● **EXCERPT**
- Born: June 26, 1975 (age 50) Shizuoka, Japan
- Height: 1.58 m (5 ft 2 in)

= Mayu Asada =

Japanese actress

Mayu Asada (麻田真夕, Asada Mayu) is a Japanese actress best known for her appearances in pink films. She has appeared in award-winning pink films, and was given a "Best Actress" award for her work in this genre of theatrical softcore pornography in 2004.

== Life and career ==
Mayu Asada was born on June 26, 1975, in Shizuoka, Japan. She was not originally a fan of the softcore pink film genre, considering them to be "dark and terrifying". After a friend introduced her to these theatrically released films, she lost her apprehension of them. She later told reporters that she hoped for women to become a part of the pink films audience. "I know men are seeing them because of their sexual interest," she said, "but even women must not dislike them."

Toshirō Enomoto's Groper Train (2001, released theatrically in Japan as Molester Train: Touch and Surprise, and on video as Summer of Listening Carefully) was chosen as the Best Film, 3rd place at the Pink Grand Prix. It represented the pink film genre to South Korea at that country's Pink Film Festival Korea in 2007. Reversing the usual format of the "Groper Train" series, Asada plays the role of a female groper and pickpocket who intrudes on the life of her male victim. In his Behind the Pink Curtain: The Complete History of Japanese Sex Cinema, Jasper Sharp writes that Asada gives the "lightweight, though intricately plotted, romantic-comedy scenario" a "sparky performance". For her work in the film, Asada was awarded Best New Actress, third place at the Pink Grand Prix.

● **INSTRUCTIONS**
1. Copy from the Mayu Asada text, without any change, everything from "- Born: June" down to "pornography in 2004.".
2. Give what follows in the Mayu Asada text, continuing from its last sentence.

● **MATERIAL**

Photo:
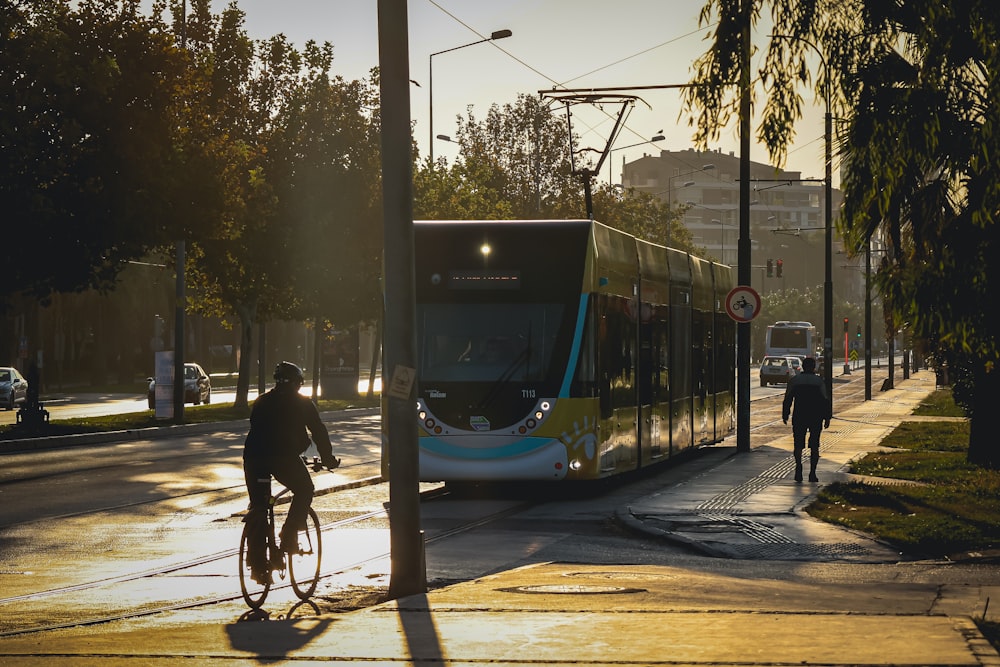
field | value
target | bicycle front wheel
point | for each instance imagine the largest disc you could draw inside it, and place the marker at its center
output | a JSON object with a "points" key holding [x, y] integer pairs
{"points": [[253, 593], [303, 567]]}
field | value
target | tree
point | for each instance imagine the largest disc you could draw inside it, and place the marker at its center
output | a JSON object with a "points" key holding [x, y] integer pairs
{"points": [[87, 125], [914, 86], [515, 164], [299, 233]]}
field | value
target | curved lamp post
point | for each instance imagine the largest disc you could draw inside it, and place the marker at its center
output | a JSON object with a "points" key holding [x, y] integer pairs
{"points": [[498, 34]]}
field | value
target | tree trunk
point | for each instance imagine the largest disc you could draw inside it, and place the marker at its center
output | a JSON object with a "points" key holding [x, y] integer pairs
{"points": [[376, 351], [983, 449], [247, 314]]}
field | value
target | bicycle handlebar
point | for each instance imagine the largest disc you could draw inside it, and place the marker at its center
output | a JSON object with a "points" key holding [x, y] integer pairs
{"points": [[316, 464]]}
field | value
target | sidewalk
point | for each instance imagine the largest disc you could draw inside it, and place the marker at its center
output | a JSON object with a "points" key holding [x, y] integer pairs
{"points": [[742, 507]]}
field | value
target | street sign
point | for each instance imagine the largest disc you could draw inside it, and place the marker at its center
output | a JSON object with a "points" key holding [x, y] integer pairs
{"points": [[743, 303]]}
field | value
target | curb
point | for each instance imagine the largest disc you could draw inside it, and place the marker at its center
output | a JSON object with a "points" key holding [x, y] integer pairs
{"points": [[151, 433]]}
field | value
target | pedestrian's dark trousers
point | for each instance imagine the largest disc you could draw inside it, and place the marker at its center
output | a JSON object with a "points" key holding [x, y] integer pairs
{"points": [[799, 429], [287, 470]]}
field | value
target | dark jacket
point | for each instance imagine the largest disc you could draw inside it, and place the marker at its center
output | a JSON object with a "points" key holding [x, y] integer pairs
{"points": [[278, 423], [808, 392]]}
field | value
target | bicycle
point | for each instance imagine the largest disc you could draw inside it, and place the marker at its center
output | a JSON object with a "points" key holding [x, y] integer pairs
{"points": [[302, 567]]}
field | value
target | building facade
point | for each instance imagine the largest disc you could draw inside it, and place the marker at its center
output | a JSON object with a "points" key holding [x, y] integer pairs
{"points": [[786, 216]]}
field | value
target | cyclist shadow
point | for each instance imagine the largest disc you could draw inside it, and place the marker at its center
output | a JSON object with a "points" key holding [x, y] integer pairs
{"points": [[277, 639]]}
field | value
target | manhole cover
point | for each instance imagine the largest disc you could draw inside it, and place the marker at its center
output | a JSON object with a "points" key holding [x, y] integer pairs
{"points": [[564, 589], [619, 575]]}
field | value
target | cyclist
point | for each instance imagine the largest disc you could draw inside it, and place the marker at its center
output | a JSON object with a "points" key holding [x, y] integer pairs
{"points": [[278, 424]]}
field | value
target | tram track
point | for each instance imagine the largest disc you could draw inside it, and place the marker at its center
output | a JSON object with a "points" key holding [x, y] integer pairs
{"points": [[107, 584]]}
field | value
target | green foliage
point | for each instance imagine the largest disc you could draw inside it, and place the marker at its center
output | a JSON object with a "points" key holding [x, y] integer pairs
{"points": [[943, 436], [914, 88], [515, 164], [88, 170], [943, 505], [936, 520], [941, 403]]}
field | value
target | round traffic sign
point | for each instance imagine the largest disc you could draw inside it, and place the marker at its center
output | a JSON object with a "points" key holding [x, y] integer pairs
{"points": [[743, 303]]}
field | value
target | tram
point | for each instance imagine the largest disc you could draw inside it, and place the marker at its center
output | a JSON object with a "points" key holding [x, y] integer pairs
{"points": [[564, 350]]}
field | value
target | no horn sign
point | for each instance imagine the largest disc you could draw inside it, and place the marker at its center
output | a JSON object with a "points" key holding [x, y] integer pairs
{"points": [[743, 303]]}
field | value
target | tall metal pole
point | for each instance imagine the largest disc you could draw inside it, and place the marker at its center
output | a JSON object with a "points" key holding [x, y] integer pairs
{"points": [[828, 224], [179, 304], [828, 281], [408, 574], [868, 319], [743, 248]]}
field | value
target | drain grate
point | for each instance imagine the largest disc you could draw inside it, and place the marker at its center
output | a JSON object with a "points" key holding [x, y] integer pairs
{"points": [[569, 589]]}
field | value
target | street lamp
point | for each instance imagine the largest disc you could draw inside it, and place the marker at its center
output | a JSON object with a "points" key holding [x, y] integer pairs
{"points": [[658, 137], [498, 34], [828, 223]]}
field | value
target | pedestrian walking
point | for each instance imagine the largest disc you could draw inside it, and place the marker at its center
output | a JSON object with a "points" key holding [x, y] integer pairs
{"points": [[812, 412]]}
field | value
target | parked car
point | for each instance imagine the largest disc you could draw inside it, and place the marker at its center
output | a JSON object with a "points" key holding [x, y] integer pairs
{"points": [[13, 387], [197, 386], [775, 370]]}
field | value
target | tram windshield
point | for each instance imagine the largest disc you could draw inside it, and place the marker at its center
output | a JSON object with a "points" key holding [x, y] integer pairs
{"points": [[487, 342]]}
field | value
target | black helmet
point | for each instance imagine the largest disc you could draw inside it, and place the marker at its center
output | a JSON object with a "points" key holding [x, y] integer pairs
{"points": [[286, 372]]}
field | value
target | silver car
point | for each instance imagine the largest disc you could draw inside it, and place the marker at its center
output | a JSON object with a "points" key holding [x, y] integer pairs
{"points": [[13, 387], [775, 370]]}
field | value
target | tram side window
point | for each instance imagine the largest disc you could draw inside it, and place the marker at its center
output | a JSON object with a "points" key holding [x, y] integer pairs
{"points": [[616, 360], [585, 377]]}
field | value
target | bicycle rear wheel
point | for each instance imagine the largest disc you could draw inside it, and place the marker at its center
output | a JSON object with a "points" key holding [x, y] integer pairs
{"points": [[253, 593], [303, 567]]}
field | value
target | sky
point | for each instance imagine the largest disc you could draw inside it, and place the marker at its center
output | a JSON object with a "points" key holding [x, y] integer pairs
{"points": [[555, 43]]}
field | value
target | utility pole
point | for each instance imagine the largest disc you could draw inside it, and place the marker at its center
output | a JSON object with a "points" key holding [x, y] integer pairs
{"points": [[743, 247], [408, 574]]}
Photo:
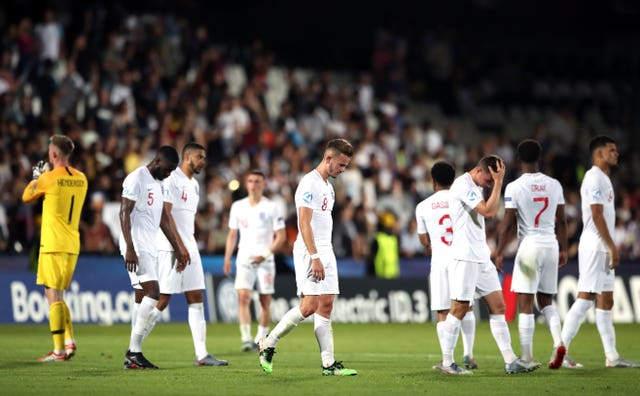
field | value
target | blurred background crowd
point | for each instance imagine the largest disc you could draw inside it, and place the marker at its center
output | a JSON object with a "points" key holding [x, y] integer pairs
{"points": [[123, 79]]}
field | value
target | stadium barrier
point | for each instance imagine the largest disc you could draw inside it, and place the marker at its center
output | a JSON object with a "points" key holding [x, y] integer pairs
{"points": [[100, 293]]}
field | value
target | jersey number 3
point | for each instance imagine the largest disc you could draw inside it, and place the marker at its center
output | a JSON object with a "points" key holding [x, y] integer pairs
{"points": [[446, 238]]}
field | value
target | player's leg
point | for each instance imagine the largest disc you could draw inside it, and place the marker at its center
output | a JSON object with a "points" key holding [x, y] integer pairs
{"points": [[55, 275], [265, 317], [309, 291], [461, 278], [198, 326], [168, 282], [57, 320], [468, 332], [148, 277], [244, 318], [70, 261], [69, 339], [604, 323], [323, 329], [246, 277], [156, 313], [528, 265], [550, 313], [526, 325], [266, 273], [489, 288]]}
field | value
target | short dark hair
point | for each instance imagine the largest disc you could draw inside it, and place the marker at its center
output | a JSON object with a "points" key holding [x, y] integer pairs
{"points": [[443, 173], [599, 142], [489, 161], [256, 172], [191, 146], [63, 143], [529, 151], [168, 154], [342, 146]]}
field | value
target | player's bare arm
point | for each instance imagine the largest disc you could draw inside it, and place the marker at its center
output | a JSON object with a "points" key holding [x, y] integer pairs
{"points": [[278, 240], [304, 219], [168, 226], [130, 256], [230, 247], [561, 235], [597, 212]]}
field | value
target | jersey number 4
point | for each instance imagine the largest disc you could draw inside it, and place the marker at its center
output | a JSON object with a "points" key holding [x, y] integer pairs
{"points": [[545, 205]]}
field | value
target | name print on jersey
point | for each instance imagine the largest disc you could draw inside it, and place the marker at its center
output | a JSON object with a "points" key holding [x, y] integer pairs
{"points": [[538, 188], [440, 205]]}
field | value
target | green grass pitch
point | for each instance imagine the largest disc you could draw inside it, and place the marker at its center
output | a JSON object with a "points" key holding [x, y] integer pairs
{"points": [[392, 359]]}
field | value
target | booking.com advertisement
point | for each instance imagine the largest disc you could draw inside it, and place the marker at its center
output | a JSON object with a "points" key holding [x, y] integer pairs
{"points": [[100, 293]]}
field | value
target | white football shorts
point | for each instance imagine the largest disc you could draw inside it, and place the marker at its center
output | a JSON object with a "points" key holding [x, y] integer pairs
{"points": [[147, 269], [249, 274], [535, 267], [174, 282], [488, 280], [463, 278]]}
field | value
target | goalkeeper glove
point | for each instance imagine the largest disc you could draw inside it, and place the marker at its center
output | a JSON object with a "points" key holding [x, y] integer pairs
{"points": [[40, 168]]}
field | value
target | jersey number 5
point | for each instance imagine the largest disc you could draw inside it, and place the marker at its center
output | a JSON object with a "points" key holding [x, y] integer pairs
{"points": [[545, 202]]}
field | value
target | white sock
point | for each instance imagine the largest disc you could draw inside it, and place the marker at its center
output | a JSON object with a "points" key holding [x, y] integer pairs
{"points": [[263, 331], [500, 332], [289, 321], [245, 332], [553, 322], [142, 321], [468, 328], [153, 319], [604, 322], [134, 315], [574, 319], [526, 328], [198, 329], [449, 335], [324, 335]]}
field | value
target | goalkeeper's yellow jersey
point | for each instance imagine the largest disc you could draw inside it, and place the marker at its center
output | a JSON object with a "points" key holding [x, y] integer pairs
{"points": [[64, 190]]}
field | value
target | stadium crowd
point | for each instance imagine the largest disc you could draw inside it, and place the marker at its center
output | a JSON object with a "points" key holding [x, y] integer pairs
{"points": [[122, 85]]}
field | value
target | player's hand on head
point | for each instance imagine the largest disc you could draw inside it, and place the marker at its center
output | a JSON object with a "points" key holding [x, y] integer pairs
{"points": [[498, 173], [498, 263], [40, 168]]}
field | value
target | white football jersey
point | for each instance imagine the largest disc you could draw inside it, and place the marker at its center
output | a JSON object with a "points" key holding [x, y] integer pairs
{"points": [[184, 194], [146, 191], [256, 225], [535, 196], [596, 189], [316, 193], [469, 237], [433, 217]]}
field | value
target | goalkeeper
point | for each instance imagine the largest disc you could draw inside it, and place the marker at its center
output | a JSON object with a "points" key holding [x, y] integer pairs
{"points": [[64, 189]]}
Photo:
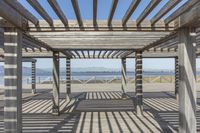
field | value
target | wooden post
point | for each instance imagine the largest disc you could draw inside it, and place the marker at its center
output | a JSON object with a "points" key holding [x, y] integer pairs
{"points": [[187, 83], [13, 81], [68, 78], [56, 84], [176, 77], [33, 76], [124, 78], [138, 83]]}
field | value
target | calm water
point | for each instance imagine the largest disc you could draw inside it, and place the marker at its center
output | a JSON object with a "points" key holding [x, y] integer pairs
{"points": [[88, 75]]}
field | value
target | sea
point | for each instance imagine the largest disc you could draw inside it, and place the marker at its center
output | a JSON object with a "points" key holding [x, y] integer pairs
{"points": [[26, 79]]}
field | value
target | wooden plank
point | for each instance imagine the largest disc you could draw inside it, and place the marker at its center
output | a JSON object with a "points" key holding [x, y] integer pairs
{"points": [[159, 42], [164, 10], [130, 11], [58, 11], [88, 25], [12, 16], [187, 86], [147, 11], [23, 11], [77, 12], [95, 3], [112, 11], [190, 18], [187, 6], [36, 5]]}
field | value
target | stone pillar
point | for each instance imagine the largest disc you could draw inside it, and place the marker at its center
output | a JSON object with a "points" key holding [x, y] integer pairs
{"points": [[187, 82], [176, 77], [13, 81], [68, 78], [33, 76], [138, 83], [124, 78], [56, 84]]}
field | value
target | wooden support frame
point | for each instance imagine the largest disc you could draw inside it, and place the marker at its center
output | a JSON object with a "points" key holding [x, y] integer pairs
{"points": [[36, 5], [13, 81], [187, 82]]}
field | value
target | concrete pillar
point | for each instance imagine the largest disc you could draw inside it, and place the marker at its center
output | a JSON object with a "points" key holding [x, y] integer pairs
{"points": [[33, 77], [13, 81], [138, 83], [187, 82], [68, 77], [124, 78], [56, 84], [176, 77]]}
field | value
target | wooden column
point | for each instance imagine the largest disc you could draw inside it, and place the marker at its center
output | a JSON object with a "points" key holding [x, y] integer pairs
{"points": [[33, 77], [176, 77], [124, 78], [13, 81], [138, 83], [68, 77], [56, 84], [187, 82]]}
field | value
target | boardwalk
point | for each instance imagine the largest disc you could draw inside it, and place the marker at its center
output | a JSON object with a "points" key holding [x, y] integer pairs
{"points": [[101, 111]]}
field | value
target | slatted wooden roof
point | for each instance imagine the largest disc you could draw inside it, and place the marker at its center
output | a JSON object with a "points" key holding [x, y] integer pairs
{"points": [[97, 38]]}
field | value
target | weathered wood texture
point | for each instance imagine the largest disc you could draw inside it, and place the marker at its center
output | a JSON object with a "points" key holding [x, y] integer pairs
{"points": [[138, 83], [13, 82], [56, 84], [187, 82], [124, 77]]}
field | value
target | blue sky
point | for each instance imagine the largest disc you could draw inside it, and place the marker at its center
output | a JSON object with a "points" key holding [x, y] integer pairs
{"points": [[102, 14]]}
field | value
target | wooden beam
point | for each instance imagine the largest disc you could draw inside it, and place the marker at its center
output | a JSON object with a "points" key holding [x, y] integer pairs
{"points": [[58, 11], [56, 84], [112, 11], [95, 3], [187, 86], [36, 5], [160, 41], [23, 11], [190, 18], [164, 10], [12, 16], [77, 12], [187, 6], [99, 54], [109, 53], [130, 11], [83, 53], [147, 11]]}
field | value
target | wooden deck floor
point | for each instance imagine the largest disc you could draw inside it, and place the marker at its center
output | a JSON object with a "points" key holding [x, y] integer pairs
{"points": [[100, 112]]}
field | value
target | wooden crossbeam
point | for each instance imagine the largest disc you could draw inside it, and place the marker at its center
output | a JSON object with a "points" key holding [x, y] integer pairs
{"points": [[88, 53], [99, 54], [77, 53], [83, 53], [184, 8], [77, 12], [160, 41], [147, 10], [115, 53], [37, 42], [36, 5], [95, 2], [8, 13], [164, 10], [109, 53], [130, 11], [23, 11], [58, 11], [103, 56], [112, 11]]}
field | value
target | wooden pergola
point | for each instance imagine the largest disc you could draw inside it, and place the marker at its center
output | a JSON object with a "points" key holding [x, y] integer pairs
{"points": [[177, 36]]}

● **ANSWERS TO THE TASKS**
1.
- Born: June 26, 1975 (age 50) Shizuoka, Japan
- Height: 1.58 m (5 ft 2 in)

= Mayu Asada =

Japanese actress

Mayu Asada (麻田真夕, Asada Mayu) is a Japanese actress best known for her appearances in pink films. She has appeared in award-winning pink films, and was given a "Best Actress" award for her work in this genre of theatrical softcore pornography in 2004.

2.
After having appeared in seven pink films, Asada reported that she had pride in her work. "Many theater audiences give me various impressions. They see movies as important productions, and I feel I am doing something worthwhile." She appeared in episodes 9 and 12 of the NHK network evening drama もっと恋セヨ乙女　SEARCHING FOR HER HAPPINESS (2002–04). She later performed the voice of the character Natsumi Iriya, leader of the Sabel Tigers team in the 2006 TV Tokyo / TV Aichi anime series Air Gear.

In 2004 Asada starred in director Tarō Araki's Housekeeper with Beautiful Skin: Made Wet with Finger Torture, which won the Best Film, Silver Prize award at the Pink Grand Prix. Writer-director-actress Yumi Yoshiyuki was also given the award for Best Screenplay for the film. At the first of the Kansai region Pinky Ribbon Awards, the film won the Gold Prize, and Asada was named Best Actress at the ceremony.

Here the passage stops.